=== Section Start ===

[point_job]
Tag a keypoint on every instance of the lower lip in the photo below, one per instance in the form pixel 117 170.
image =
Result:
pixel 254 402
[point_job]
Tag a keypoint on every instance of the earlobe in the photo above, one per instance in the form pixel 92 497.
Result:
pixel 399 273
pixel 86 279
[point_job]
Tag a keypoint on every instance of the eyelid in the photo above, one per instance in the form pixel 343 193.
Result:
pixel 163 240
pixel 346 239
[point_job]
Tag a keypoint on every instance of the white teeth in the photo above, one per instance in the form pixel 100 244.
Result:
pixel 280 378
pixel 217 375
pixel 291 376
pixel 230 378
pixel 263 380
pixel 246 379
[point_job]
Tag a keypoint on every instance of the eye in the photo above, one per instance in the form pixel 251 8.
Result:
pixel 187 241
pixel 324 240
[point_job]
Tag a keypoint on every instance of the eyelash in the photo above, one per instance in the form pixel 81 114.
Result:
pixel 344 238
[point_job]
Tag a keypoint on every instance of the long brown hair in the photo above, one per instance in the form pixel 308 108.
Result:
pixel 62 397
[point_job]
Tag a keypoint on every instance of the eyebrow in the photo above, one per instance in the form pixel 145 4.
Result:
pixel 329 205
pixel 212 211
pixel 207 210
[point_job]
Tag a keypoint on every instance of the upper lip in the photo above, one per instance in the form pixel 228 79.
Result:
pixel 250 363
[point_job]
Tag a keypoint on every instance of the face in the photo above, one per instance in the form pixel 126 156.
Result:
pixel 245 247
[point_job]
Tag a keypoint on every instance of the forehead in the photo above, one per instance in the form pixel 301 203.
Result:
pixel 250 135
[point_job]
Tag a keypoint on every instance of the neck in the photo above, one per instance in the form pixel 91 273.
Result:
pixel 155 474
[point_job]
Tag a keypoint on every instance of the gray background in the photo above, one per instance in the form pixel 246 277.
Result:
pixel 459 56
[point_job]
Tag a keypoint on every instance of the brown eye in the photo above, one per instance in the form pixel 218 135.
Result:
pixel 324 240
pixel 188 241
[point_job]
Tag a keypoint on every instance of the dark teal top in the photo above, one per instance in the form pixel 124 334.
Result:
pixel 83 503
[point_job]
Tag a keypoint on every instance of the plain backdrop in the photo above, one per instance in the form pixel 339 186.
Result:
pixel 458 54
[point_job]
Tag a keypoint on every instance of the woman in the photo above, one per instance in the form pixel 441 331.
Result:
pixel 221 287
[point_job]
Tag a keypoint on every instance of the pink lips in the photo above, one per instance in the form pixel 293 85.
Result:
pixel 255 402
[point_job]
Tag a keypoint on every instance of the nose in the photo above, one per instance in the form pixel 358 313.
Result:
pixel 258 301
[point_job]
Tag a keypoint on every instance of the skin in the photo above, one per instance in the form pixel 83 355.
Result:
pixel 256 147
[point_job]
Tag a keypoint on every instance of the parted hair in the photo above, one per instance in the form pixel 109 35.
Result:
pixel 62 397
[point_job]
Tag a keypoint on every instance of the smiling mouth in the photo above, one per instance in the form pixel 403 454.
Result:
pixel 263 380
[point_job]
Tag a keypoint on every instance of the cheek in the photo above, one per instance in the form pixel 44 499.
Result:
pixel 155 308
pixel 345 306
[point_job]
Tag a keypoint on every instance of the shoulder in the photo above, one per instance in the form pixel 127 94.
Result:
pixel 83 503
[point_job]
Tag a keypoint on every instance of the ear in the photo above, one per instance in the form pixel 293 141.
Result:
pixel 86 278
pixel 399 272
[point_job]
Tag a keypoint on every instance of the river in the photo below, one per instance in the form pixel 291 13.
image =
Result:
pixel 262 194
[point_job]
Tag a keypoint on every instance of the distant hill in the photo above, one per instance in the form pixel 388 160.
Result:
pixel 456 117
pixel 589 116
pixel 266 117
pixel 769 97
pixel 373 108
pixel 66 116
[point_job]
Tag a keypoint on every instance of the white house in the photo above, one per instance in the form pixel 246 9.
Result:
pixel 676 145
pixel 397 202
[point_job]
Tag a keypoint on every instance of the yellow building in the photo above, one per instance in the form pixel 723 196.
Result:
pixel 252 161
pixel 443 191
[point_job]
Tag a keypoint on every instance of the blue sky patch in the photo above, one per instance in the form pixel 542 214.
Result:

=== Section End ===

Work to complete: The expected result is every record above, duplicated exactly.

Solved problem:
[point_job]
Tag a keypoint on every instance of the lower lip in the photo below, one per instance in the form pixel 117 170.
image =
Result:
pixel 254 402
[point_job]
Tag a keypoint on every instance of the earlobe in the photo above, one per instance in the form pixel 92 497.
Result:
pixel 399 273
pixel 86 279
[point_job]
Tag a keypoint on every instance of the eyelid in the photo above, one per instance in the form pixel 343 193.
Result:
pixel 163 240
pixel 346 239
[point_job]
Tag a keypoint on every instance of the white teeth in the photo above, one per instance in the form pixel 100 244.
Result:
pixel 280 378
pixel 217 375
pixel 291 376
pixel 230 378
pixel 263 380
pixel 246 379
[point_job]
Tag a keypoint on every instance of the eye in the photo above, one per instance in the form pixel 251 8.
Result:
pixel 187 241
pixel 324 240
[point_job]
Tag a keypoint on every instance of the eyelash in the photo above, one per instance in the form pixel 81 114.
Result:
pixel 344 238
[point_job]
Tag a keypoint on every instance of the long brown hair in the photo above, one per instance in the form pixel 308 108.
Result:
pixel 62 397
[point_job]
Tag a keypoint on every instance of the eyebrow in the photo above, one per instance in the form pixel 145 4.
Result:
pixel 329 205
pixel 212 211
pixel 207 210
[point_job]
Tag a keypoint on every instance of the upper lip in the photo above, one per instance in the form pixel 228 79.
Result:
pixel 250 363
[point_job]
Tag a keypoint on every instance of the face in the photo above, one per instance in the form pixel 126 156.
Result:
pixel 245 247
[point_job]
Tag a keypoint on every instance of the forehead in the photo above, one per instance in the form pixel 301 203.
Result:
pixel 250 135
[point_job]
Tag a keypoint on every instance of the neck in the photo above, one per instance in the form pixel 91 273.
Result:
pixel 155 474
[point_job]
Tag a keypoint on every instance of the gray background in the photo above, one per instance in the form pixel 246 277.
Result:
pixel 459 56
[point_job]
Tag a keypoint on every instance of the brown eye in the photo above, one per instance in the form pixel 218 135.
Result:
pixel 324 240
pixel 188 241
[point_job]
Tag a keypoint on every instance of the dark teal top in the photo above, one per instance in the form pixel 124 334.
Result:
pixel 83 503
[point_job]
Tag a keypoint on every instance of the plain backdrop in the photo above, one per instance in the form pixel 339 186.
Result:
pixel 458 54
[point_job]
Tag a keypoint on every instance of the woman in the photo above, one per instance in the form pixel 441 331.
Result:
pixel 221 287
[point_job]
Tag a keypoint on every instance of the pink lips in the photo above, one per instance in the form pixel 293 85.
Result:
pixel 255 402
[point_job]
Tag a keypoint on every instance of the nose in the photo above, one per instance in the form pixel 358 313.
Result:
pixel 258 301
[point_job]
Tag a keypoint on every instance of the skin in the photo above, one per instance in the form pixel 83 355.
Result:
pixel 256 147
[point_job]
Tag a keypoint on every instance of the parted hair in the photo above, one per instance in the form pixel 109 35.
Result:
pixel 62 397
[point_job]
Tag a keypoint on every instance of the smiling mouth in the photo above, one per instance in the form pixel 403 454.
Result:
pixel 263 380
[point_job]
Tag a keypoint on every instance of the cheek in the photo above, one per instance in the form pixel 44 499.
Result:
pixel 155 308
pixel 345 306
[point_job]
Tag a keypoint on every instance of the shoulder in the photo above, one per instance in the form pixel 127 94.
Result:
pixel 83 503
[point_job]
Tag a keypoint on every instance of the ear in the photo above, one per instance in the form pixel 293 141.
Result:
pixel 86 278
pixel 399 272
[point_job]
Tag a keypoint on every instance of the river in the photo below, one per instance in the form pixel 291 13.
image =
Result:
pixel 262 194
[point_job]
Tag a keypoint on every instance of the distant hill in the photo above, one per instance in the form pixel 388 160.
Result:
pixel 456 117
pixel 589 116
pixel 266 117
pixel 769 97
pixel 373 108
pixel 66 116
[point_job]
Tag a keypoint on every instance of the white house in the photo above, one per instance in the form pixel 246 9.
Result:
pixel 676 145
pixel 397 202
[point_job]
Tag a keypoint on every instance of the yellow building in the photo above, one per instance in the form pixel 723 196.
Result:
pixel 252 161
pixel 443 191
[point_job]
Tag a keypoint on every instance of the blue sky patch in the photo above, one per instance in the form pixel 542 214.
Result:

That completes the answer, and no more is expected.